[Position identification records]
---+---
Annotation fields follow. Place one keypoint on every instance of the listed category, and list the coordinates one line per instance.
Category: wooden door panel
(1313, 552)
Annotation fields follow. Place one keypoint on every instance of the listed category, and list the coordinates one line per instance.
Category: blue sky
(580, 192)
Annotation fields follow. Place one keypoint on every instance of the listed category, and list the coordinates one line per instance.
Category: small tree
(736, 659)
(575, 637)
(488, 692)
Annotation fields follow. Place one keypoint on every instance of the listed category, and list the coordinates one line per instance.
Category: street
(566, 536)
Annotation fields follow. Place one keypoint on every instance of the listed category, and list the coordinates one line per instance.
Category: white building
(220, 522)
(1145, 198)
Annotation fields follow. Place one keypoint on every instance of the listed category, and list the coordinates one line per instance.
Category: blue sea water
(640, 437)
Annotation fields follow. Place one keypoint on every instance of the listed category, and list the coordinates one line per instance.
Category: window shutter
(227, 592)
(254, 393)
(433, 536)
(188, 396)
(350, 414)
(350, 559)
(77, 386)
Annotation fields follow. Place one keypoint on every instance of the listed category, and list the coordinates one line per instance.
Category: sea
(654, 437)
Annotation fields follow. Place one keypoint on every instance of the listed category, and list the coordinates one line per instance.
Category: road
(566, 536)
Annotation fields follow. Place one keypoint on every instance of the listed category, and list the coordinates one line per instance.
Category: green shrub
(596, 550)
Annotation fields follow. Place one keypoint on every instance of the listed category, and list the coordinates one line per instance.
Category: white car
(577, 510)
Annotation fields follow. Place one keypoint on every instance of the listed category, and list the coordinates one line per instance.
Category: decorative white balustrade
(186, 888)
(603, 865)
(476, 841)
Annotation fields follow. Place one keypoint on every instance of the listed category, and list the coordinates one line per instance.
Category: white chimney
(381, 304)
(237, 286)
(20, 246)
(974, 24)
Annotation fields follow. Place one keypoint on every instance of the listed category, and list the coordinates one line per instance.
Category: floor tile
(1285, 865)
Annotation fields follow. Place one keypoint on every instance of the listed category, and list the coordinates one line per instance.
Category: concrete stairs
---+---
▶ Your task
Pick out every line of the items above that contains the word "blue" and copy each one in full. Case counts.

▶ Task response
Category: blue sky
Category: blue sea water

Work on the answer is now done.